- _TASKS FOR THIS EXERCISE_
(A) From the post about a partner who won't go to couples therapy, list the signs it gives that the caller's marriage has been bad for a while.
(B) In the post about a partner who won't go to couples therapy, what is the first step suggested?

- _DOCUMENT EXCERPT_
- - -
What to do if your partner won’t go to couples therapyPosted by Amber Lewter on Aug 13, 2014 in couples counseling | 0 comments
“Hello, Relationship Solutions. Can I help you?……… Hello?”
I can hear noise on the other end of the phone but, I can’t make out what it is. After a few seconds I realize it’s a woman’s voice on the other end. She’s tearfully explaining that her marriage is in real trouble. Both she and her partner agree that things cannot go on the way they have been. It’s been bad for a while, they sleep in separate beds. sex is rare and affection is even more rare. But, even though they agree things need to be fixed her husband won’t come to couples counseling.
This scenario is all too familiar; one person wants to try marriage therapy and the other isn’t really open to it. Frustrated, hurt and confused the woman on the phone wants to know “ So… what can I do?”
1.) Start individual therapy. Just because your partner isn’t interested in therapy doesn’t mean you can’t pursue it yourself. Getting clarity on what you’re doing in the relationship and possible ways that your behaviors are contributing to destructive patterns can really go a long way. When one person changes it impacts the system (relationship), which inevitably changes the relationship itself.
- - -
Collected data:
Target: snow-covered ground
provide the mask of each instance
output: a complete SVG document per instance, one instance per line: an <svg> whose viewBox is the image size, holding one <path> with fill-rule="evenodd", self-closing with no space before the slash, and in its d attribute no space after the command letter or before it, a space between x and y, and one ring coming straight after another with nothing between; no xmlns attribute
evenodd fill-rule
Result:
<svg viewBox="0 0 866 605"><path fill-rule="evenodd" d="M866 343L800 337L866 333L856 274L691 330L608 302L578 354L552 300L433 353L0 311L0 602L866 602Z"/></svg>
- - -
- _NUMBERED ANSWERS_
(A) They sleep in separate beds; sex is rare; affection is even more rare.

(B) Start individual therapy.